- [Record extracts]
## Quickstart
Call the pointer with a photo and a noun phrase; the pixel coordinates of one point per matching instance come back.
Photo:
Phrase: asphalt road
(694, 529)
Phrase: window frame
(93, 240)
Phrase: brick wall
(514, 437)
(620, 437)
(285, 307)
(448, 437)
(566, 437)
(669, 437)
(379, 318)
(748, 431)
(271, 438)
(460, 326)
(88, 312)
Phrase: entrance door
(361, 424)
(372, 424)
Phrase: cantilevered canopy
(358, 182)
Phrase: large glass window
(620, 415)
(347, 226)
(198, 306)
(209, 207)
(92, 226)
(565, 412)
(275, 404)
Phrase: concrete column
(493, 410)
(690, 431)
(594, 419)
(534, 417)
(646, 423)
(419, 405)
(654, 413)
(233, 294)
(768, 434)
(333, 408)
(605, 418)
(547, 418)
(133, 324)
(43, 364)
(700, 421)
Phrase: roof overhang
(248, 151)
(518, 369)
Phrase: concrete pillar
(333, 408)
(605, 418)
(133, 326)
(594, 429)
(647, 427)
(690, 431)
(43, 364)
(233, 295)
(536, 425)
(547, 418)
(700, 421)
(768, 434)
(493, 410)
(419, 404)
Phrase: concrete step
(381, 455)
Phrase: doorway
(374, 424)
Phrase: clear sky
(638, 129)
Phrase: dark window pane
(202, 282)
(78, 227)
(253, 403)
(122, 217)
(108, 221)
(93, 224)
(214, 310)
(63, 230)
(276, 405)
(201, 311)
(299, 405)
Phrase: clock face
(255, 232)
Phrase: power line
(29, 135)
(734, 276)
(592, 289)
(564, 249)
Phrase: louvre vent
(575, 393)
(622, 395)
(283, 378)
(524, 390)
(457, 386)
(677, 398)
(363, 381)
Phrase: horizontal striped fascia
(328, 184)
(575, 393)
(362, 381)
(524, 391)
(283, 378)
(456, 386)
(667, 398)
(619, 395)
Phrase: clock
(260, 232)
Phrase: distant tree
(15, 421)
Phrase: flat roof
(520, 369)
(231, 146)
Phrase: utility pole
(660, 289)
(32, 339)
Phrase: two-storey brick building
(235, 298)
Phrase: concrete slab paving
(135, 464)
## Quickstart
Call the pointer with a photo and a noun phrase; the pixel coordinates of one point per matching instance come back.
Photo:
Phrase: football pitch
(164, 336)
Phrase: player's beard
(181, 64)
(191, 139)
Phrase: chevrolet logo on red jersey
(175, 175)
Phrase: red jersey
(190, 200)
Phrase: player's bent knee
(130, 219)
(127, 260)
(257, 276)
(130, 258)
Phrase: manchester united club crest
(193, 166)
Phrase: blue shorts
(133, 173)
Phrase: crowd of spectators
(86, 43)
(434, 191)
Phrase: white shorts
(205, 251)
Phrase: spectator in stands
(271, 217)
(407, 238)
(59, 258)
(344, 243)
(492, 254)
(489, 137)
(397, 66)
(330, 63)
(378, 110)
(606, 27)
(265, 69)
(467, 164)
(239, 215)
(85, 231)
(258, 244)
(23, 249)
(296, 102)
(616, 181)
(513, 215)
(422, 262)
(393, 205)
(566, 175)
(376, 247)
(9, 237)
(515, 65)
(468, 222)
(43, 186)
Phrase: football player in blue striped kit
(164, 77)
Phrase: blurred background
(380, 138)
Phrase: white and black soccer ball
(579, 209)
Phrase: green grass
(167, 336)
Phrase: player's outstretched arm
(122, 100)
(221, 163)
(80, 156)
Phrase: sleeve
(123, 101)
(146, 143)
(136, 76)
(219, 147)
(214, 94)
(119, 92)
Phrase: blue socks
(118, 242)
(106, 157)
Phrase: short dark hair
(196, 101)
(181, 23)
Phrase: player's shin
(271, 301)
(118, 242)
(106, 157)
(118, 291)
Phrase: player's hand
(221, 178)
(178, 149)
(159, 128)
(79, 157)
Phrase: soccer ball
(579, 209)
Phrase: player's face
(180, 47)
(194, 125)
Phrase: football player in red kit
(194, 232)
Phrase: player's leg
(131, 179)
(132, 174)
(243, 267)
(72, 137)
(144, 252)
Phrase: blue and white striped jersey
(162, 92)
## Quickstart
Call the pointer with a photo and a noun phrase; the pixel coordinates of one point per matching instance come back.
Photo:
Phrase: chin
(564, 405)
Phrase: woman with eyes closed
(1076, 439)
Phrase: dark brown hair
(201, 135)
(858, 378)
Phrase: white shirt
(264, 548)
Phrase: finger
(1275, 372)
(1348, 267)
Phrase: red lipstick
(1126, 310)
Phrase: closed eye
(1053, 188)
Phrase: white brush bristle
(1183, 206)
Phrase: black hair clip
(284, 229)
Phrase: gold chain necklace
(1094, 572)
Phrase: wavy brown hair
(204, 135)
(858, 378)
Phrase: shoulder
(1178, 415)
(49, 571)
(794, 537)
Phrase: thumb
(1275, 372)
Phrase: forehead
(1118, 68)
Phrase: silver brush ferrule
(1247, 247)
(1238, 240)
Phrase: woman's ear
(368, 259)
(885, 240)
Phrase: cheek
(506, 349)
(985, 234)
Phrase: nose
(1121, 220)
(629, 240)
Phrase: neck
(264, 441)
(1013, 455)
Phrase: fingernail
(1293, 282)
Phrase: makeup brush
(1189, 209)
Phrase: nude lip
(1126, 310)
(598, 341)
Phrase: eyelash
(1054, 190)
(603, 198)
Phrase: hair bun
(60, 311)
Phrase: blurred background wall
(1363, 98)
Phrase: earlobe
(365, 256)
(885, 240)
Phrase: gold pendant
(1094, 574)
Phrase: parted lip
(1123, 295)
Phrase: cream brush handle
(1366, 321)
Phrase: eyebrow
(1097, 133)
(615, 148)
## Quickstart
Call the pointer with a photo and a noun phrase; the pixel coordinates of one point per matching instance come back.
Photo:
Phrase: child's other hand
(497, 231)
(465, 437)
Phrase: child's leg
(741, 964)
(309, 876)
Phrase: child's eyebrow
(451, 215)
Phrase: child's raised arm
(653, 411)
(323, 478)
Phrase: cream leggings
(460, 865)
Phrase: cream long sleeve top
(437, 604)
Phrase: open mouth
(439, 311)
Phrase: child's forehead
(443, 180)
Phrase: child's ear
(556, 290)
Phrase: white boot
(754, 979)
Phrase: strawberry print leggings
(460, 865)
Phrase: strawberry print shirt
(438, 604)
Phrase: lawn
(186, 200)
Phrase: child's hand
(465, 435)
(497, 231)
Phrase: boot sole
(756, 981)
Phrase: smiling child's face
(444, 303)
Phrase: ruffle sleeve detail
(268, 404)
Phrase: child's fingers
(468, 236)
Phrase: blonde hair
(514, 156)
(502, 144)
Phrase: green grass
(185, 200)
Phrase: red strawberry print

- [Task directions] All lines from the one that contains "Phrase: woman's ear" to the end of the records above are to be copied exactly; leave out the rest.

- [Output for this exercise]
Phrase: woman's ear
(368, 259)
(885, 240)
Phrase: cheek
(506, 349)
(985, 234)
Phrase: nose
(1121, 220)
(629, 240)
Phrase: neck
(264, 441)
(1013, 455)
Phrase: fingernail
(1293, 282)
Phrase: makeup brush
(1189, 209)
Phrase: nude lip
(1126, 310)
(598, 341)
Phrase: eyelash
(1054, 190)
(603, 198)
Phrase: hair bun
(60, 311)
Phrase: blurred background wall
(1363, 98)
Phrase: earlobe
(365, 256)
(885, 240)
Phrase: gold pendant
(1094, 574)
Phrase: parted lip
(1123, 295)
Phrase: cream brush handle
(1366, 321)
Phrase: eyebrow
(1097, 133)
(615, 148)
## Quickstart
Call the pointer with a photo and a noun phrase; the pixel coordinates of one point per matching instance come back.
Photo:
Phrase: child's other hand
(497, 231)
(465, 437)
Phrase: child's leg
(741, 964)
(309, 876)
Phrase: child's eyebrow
(451, 215)
Phrase: child's raised arm
(653, 411)
(323, 478)
Phrase: cream leggings
(460, 865)
Phrase: cream long sleeve top
(437, 604)
Phrase: open mouth
(439, 311)
Phrase: child's forehead
(443, 180)
Phrase: child's ear
(556, 290)
Phrase: white boot
(754, 979)
Phrase: strawberry print leggings
(460, 865)
Phrase: strawberry print shirt
(438, 604)
Phrase: lawn
(186, 200)
Phrase: child's hand
(465, 435)
(497, 231)
Phrase: boot sole
(756, 981)
Phrase: smiling child's face
(444, 303)
Phrase: ruffle sleeve detail
(268, 404)
Phrase: child's fingers
(468, 236)
Phrase: blonde hair
(514, 156)
(502, 144)
Phrase: green grass
(185, 200)
Phrase: red strawberry print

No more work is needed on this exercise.